WORK ITEM » Reproduce the article on rising numbers of special educational needs plans word for word, from its first line to its last.

SOURCE PASSAGE »
The number of children with special educational needs plans surged by another 10 per cent in a year, official data has revealed.
According to figures from the Department for Education (DfE), there were 638,700 children and young people with an education, health and care (EHC) plan in January this year.
This was 10.8 per cent higher than in January 2024, when there were 576,474 children and young people with an EHC plan.
An EHC plan is a legal document that sets out what support a child or young person requires for their special educational needs.
The number of EHC plans has increased each year since their introduction in 2014.
This has increased the pressure on cash-strapped local councils, who are responsible for ensuring that all needs set out in an EHC plan are met.
Education Secretary Bridget Phillipson last week admitted the Government needed to ‘think differently’ about the system of EHC plans as it is ‘just not working’.
‘This is not about taking away support for families or children,’ she told MPs.
Ms Phillipson added: ‘It is about making sure that there is much earlier identification of need and that support is put in place much more rapidly, including ahead of any formal diagnosis.’
Further data published on Thursday showed 5.3 per cent of pupils in English schools now have an EHC plan, which is up from 4.8 per cent last year.
It also revealed there are now 1.28 million pupils in English schools who receive special educational needs (SEN) support without an EHC plan.
This was up by 3.7 per cent from 2024.
The most common type of need for those with an EHC plan is autistic spectrum disorder, DfE said.
And for those with SEN support it is speech, language and communication needs.
Funding for special educational needs and disabilities (SEND)in England is not allocated as a separate amount per pupil.
It is instead part of the overall ‘dedicated schools grant’ allocated to each local authority.
Council leaders have warned they are facing ‘unmanageable’ SEND deficits, which has left many town halls facing bankruptcy over the coming years.
Parliament’s spending watchdog has also criticised the ‘chaotic’ system for accessing SEND support in damning report earlier this year.
A wide variation in waiting times for EHCPs across the country has been branded a ‘postcode lottery’.

EXTRACTED RECORDS »
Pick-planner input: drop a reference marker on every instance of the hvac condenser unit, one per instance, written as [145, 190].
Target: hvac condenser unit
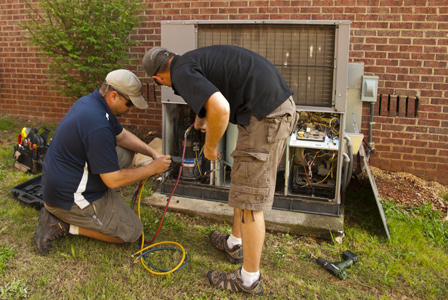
[313, 58]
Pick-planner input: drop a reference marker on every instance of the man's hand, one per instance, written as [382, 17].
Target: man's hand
[161, 163]
[200, 124]
[211, 154]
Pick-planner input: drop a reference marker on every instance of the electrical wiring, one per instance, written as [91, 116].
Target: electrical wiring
[141, 255]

RESULT FOR THIS TASK »
The number of children with special educational needs plans surged by another 10 per cent in a year, official data has revealed.
According to figures from the Department for Education (DfE), there were 638,700 children and young people with an education, health and care (EHC) plan in January this year.
This was 10.8 per cent higher than in January 2024, when there were 576,474 children and young people with an EHC plan.
An EHC plan is a legal document that sets out what support a child or young person requires for their special educational needs.
The number of EHC plans has increased each year since their introduction in 2014.
This has increased the pressure on cash-strapped local councils, who are responsible for ensuring that all needs set out in an EHC plan are met.
Education Secretary Bridget Phillipson last week admitted the Government needed to ‘think differently’ about the system of EHC plans as it is ‘just not working’.
‘This is not about taking away support for families or children,’ she told MPs.
Ms Phillipson added: ‘It is about making sure that there is much earlier identification of need and that support is put in place much more rapidly, including ahead of any formal diagnosis.’
Further data published on Thursday showed 5.3 per cent of pupils in English schools now have an EHC plan, which is up from 4.8 per cent last year.
It also revealed there are now 1.28 million pupils in English schools who receive special educational needs (SEN) support without an EHC plan.
This was up by 3.7 per cent from 2024.
The most common type of need for those with an EHC plan is autistic spectrum disorder, DfE said.
And for those with SEN support it is speech, language and communication needs.
Funding for special educational needs and disabilities (SEND)in England is not allocated as a separate amount per pupil.
It is instead part of the overall ‘dedicated schools grant’ allocated to each local authority.
Council leaders have warned they are facing ‘unmanageable’ SEND deficits, which has left many town halls facing bankruptcy over the coming years.
Parliament’s spending watchdog has also criticised the ‘chaotic’ system for accessing SEND support in damning report earlier this year.
A wide variation in waiting times for EHCPs across the country has been branded a ‘postcode lottery’.